**EXERCISE INSTRUCTIONS**
Report how many lines in the entries below contain the string "sleeve", treating uppercase and lowercase as different. Give only the number.
━━ EXERCISE DATA
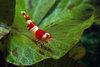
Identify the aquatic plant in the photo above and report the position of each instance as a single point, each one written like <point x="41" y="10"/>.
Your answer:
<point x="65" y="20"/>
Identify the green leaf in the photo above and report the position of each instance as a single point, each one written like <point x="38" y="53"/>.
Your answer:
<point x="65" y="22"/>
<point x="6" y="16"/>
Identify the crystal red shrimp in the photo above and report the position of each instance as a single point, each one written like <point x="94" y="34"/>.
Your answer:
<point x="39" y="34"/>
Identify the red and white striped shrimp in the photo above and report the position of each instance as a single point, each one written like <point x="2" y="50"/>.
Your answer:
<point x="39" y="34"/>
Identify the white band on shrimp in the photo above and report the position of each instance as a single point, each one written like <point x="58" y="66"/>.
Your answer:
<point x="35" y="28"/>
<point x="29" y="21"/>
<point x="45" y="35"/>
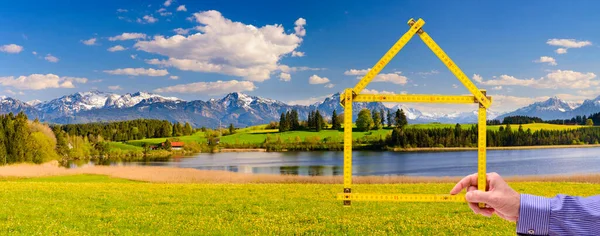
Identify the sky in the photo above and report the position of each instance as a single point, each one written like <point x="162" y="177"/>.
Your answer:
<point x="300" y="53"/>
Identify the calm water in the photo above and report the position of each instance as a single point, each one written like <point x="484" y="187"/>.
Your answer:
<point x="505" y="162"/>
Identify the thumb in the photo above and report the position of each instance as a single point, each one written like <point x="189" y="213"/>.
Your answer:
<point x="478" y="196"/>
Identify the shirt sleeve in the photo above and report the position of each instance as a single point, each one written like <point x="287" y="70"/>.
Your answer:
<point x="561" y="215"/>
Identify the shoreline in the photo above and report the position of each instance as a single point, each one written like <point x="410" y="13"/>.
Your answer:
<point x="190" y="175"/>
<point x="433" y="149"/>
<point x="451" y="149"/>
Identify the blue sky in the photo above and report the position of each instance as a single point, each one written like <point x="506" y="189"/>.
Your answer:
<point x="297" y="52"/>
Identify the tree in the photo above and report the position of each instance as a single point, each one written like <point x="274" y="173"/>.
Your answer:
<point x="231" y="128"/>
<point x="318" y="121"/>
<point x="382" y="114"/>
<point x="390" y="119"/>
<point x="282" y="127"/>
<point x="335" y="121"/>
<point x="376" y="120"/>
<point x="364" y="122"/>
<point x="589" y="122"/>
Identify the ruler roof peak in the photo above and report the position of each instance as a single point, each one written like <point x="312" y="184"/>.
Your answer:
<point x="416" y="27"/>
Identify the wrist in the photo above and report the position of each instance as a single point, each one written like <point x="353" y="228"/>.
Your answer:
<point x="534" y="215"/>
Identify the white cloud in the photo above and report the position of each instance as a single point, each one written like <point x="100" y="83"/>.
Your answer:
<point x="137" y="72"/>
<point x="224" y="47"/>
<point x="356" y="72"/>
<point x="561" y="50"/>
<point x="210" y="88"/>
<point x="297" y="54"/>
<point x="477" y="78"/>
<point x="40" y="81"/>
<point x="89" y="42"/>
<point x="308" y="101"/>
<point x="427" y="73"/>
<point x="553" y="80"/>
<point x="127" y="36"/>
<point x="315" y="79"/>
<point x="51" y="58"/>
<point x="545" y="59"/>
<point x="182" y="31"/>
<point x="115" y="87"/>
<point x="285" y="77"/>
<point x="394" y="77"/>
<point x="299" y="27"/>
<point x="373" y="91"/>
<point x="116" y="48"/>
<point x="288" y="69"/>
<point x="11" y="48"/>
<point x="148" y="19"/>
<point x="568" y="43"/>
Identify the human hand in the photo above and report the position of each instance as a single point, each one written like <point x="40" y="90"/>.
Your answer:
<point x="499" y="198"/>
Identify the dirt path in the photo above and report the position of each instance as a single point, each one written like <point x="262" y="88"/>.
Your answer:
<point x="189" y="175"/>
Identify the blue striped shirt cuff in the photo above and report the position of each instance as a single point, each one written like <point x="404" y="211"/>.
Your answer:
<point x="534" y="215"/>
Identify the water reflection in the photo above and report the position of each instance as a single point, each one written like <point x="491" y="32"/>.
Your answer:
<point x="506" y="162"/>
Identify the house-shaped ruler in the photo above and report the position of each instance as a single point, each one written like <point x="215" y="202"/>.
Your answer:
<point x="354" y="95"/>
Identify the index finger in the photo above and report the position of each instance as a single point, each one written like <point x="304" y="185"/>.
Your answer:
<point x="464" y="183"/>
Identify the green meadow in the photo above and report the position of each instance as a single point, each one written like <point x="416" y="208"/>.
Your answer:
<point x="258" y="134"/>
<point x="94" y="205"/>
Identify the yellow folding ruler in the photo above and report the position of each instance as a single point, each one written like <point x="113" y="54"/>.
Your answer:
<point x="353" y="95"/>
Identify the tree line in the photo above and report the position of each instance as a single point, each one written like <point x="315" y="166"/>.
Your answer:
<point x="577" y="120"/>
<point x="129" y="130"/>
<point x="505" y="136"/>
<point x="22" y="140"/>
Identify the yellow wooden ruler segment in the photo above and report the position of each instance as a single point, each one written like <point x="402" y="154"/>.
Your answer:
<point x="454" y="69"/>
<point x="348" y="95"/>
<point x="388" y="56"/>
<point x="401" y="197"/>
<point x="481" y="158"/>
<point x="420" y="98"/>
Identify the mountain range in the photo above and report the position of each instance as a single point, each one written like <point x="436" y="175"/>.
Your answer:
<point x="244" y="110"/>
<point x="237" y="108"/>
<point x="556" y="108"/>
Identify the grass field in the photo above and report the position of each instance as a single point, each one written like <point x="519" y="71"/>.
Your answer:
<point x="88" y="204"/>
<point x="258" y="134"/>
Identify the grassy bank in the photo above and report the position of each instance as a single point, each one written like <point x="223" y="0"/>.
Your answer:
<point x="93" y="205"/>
━━━━
━━ EXERCISE DATA
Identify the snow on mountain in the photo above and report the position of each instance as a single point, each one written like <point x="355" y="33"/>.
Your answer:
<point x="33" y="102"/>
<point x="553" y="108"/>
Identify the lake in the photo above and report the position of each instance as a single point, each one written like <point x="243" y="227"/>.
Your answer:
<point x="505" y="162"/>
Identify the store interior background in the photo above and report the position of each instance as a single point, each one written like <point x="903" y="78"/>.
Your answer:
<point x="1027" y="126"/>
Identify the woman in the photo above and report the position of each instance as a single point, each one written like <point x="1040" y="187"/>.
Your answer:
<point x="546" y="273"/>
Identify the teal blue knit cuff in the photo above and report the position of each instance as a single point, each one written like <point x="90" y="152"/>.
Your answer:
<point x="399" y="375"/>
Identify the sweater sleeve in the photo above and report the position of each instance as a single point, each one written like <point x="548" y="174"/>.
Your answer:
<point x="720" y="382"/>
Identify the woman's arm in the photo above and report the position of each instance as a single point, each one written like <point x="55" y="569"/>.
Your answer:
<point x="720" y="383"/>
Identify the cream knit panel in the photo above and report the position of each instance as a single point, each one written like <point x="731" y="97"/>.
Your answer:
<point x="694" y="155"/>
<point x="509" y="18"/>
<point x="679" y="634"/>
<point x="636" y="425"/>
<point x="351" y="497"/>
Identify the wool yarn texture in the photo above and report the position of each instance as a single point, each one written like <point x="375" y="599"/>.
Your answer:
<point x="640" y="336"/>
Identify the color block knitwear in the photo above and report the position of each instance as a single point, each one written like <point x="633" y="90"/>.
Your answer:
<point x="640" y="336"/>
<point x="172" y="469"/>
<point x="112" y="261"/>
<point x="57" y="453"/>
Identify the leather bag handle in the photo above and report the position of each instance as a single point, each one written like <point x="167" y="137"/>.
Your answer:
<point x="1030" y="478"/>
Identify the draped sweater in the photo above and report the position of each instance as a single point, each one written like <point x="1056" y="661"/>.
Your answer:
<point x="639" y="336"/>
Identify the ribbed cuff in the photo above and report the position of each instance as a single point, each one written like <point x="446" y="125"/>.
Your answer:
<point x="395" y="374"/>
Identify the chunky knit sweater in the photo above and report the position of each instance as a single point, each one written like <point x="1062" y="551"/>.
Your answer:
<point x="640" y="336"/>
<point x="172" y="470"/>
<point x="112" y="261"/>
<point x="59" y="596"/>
━━━━
**TASK OUTPUT**
2